# [Problem]
Nothing below is to be printed except the lines between the line holding "indicate the man's face, a" and the line holding "indicate the man's hand, a", inclusive, each exactly as it appears.

# [Supplied material]
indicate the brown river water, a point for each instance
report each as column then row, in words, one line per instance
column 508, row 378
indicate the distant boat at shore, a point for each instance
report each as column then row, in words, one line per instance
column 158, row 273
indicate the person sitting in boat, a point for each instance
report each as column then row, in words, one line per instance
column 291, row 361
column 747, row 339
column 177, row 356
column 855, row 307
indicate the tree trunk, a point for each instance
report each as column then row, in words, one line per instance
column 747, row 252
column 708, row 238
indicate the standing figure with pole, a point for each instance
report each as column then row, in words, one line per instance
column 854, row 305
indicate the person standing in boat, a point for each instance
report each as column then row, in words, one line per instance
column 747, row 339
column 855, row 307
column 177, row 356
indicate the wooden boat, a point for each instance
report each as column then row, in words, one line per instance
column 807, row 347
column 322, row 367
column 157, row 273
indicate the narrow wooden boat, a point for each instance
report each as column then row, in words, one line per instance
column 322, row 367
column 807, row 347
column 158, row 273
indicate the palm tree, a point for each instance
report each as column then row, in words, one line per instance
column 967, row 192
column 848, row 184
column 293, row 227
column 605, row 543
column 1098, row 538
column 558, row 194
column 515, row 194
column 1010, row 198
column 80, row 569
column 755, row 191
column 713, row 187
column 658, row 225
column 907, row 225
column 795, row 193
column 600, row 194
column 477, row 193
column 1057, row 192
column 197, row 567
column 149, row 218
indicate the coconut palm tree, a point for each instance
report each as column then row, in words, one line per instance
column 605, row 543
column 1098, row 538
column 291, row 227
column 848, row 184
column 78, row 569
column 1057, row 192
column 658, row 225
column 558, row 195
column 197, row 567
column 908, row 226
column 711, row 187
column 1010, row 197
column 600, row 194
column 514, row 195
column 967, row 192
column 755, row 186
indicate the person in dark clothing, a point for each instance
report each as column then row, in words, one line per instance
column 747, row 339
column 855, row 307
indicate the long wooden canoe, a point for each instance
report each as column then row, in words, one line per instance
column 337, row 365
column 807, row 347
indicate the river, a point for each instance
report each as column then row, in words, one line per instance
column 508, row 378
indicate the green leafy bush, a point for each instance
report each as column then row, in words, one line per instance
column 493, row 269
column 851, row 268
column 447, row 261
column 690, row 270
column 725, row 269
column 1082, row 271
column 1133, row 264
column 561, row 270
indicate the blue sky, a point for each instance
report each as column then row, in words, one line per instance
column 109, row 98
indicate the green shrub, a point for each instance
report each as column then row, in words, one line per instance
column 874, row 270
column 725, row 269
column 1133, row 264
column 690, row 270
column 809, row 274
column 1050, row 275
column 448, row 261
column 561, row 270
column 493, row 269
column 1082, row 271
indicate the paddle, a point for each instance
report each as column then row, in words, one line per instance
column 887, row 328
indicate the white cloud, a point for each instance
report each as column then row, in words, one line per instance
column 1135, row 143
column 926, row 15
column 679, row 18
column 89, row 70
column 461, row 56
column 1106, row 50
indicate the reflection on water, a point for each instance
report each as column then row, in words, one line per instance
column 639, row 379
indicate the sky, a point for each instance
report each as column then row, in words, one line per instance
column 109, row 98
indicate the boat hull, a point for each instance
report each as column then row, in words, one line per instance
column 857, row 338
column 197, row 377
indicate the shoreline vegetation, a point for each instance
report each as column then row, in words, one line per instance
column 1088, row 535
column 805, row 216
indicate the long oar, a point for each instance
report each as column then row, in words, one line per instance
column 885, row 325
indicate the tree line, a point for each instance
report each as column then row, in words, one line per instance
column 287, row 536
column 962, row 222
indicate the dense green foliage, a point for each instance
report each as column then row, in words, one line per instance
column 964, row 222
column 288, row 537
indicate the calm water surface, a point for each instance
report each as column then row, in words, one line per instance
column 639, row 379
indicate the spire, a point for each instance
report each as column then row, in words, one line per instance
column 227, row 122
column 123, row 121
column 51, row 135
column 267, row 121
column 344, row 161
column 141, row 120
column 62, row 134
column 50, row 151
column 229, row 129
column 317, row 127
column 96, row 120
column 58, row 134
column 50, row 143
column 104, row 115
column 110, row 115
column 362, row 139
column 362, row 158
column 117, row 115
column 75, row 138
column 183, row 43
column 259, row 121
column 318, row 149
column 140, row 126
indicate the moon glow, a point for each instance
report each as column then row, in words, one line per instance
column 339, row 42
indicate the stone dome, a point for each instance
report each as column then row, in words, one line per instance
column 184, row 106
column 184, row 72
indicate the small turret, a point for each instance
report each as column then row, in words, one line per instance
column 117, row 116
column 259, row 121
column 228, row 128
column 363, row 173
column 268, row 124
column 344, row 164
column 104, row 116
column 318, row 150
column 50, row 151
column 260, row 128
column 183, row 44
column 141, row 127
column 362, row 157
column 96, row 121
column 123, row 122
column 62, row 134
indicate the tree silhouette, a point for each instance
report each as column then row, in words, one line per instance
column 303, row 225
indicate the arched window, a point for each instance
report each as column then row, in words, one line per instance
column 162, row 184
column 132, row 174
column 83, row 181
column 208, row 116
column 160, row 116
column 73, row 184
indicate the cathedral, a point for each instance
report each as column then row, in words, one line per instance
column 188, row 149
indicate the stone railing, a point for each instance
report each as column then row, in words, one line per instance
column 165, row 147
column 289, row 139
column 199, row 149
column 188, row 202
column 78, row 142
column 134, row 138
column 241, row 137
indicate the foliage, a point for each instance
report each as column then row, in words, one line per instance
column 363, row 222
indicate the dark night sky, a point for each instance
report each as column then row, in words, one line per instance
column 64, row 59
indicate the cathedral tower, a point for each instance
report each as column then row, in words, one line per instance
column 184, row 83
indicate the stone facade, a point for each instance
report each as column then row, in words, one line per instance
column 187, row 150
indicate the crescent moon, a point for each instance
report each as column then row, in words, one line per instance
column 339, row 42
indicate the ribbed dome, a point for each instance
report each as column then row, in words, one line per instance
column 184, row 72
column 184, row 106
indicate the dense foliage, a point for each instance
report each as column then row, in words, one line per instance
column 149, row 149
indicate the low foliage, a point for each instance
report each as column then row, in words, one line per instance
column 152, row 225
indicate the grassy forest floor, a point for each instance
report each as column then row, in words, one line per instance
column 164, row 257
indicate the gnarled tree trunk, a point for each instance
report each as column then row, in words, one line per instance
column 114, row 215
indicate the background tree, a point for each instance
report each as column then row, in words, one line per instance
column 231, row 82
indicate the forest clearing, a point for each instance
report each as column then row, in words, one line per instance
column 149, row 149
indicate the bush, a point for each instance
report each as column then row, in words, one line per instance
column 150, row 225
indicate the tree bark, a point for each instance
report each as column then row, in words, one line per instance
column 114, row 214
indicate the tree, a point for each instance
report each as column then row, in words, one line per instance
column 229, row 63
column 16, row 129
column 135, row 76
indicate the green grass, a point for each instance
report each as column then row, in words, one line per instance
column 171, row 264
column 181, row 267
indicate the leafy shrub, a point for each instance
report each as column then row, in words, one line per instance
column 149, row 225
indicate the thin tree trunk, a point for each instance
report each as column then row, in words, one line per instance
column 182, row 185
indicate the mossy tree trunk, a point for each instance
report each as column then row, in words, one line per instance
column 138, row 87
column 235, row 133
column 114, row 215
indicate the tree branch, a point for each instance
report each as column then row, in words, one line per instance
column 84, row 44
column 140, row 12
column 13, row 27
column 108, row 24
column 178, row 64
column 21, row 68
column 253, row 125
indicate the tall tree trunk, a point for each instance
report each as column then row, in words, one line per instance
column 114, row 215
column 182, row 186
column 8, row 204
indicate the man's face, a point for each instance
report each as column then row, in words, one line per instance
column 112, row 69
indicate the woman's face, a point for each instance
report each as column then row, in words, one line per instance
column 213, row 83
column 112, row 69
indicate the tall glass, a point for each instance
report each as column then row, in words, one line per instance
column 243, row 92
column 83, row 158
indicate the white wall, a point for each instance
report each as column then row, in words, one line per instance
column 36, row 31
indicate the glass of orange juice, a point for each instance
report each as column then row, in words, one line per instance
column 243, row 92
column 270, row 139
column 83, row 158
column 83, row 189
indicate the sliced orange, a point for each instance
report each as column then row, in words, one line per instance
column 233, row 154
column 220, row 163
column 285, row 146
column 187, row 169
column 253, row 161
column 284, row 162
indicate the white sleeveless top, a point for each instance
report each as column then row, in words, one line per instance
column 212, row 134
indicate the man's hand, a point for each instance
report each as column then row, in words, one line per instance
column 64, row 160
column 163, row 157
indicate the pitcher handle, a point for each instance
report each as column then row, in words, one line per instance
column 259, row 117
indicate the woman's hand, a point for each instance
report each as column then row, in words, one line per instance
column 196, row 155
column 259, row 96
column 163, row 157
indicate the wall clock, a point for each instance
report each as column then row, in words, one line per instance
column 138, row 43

# [Solution to the problem]
indicate the man's face, a point for each instance
report each as column then row, in words, one line per instance
column 112, row 69
indicate the woman's face, a point for each instance
report each as column then row, in words, one line per instance
column 213, row 83
column 112, row 69
indicate the tall glass, a point for each instance
report each as column then row, in words, one line per instance
column 243, row 92
column 83, row 158
indicate the white wall, a point for each instance
report each as column then row, in words, one line per instance
column 36, row 31
indicate the glass of orange juice, a point for each instance
report each as column then row, in words, one line per instance
column 243, row 92
column 270, row 139
column 83, row 158
column 83, row 189
indicate the sliced orange, a point for each instance
report each as column then row, in words, one line per instance
column 233, row 154
column 220, row 163
column 285, row 146
column 187, row 169
column 253, row 161
column 284, row 162
indicate the white sleeveless top, a point for each instance
report each as column then row, in words, one line per instance
column 212, row 134
indicate the man's hand, a point for each instance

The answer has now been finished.